— BEGIN EXTRACTED MATERIAL —

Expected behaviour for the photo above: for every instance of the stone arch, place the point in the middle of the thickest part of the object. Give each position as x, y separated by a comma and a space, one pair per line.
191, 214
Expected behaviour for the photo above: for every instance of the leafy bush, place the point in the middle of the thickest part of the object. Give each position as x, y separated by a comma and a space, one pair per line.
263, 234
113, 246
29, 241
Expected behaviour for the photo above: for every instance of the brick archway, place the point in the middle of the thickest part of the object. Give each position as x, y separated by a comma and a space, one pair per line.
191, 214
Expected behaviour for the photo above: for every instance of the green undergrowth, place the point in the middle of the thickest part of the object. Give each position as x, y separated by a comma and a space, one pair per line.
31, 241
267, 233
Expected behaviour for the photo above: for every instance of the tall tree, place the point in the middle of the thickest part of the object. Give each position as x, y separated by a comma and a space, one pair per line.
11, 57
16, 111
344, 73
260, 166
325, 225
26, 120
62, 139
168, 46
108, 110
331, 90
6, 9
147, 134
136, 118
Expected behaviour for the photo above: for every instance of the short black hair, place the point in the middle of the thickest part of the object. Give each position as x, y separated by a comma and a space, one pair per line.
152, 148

— END EXTRACTED MATERIAL —
— BEGIN EXTRACTED MATERIAL —

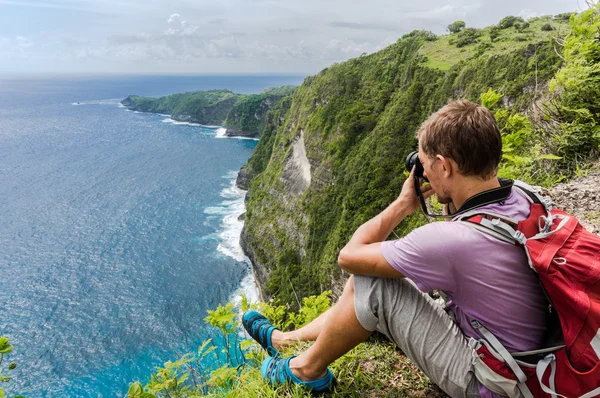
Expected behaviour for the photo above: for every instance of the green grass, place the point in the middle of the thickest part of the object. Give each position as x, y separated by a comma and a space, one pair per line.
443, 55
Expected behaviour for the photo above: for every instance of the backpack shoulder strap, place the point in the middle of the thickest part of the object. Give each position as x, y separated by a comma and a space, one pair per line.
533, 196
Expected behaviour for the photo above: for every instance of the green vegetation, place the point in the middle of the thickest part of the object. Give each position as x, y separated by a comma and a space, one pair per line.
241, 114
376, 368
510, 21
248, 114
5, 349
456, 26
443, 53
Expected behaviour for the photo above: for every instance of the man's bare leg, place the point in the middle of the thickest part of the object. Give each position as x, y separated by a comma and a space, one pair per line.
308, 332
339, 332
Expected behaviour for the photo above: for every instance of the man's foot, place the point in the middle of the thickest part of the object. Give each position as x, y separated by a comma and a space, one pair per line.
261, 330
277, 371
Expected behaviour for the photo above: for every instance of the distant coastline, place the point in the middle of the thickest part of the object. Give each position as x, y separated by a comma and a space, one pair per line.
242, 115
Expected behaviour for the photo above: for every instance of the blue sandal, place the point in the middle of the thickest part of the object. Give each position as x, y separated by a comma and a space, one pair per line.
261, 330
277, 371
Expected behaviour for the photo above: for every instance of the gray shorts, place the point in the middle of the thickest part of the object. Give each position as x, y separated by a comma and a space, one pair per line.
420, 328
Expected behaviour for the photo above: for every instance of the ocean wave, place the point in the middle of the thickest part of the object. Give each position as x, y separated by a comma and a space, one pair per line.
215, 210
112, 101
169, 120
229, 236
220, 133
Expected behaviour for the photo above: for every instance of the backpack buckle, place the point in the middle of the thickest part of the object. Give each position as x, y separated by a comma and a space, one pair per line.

— END EXTRACTED MATERIAL —

• EXERCISE TASK: Please locate each line in the items above that contains the word "hair", and copy those lines out in full.

• FULL OUTPUT:
Expected behaviour for the photo above: for every instance of the short black hair, place the point in the middle of the thickest part of the object. Give each position as x, y separated by a comma and a space, one pair per line.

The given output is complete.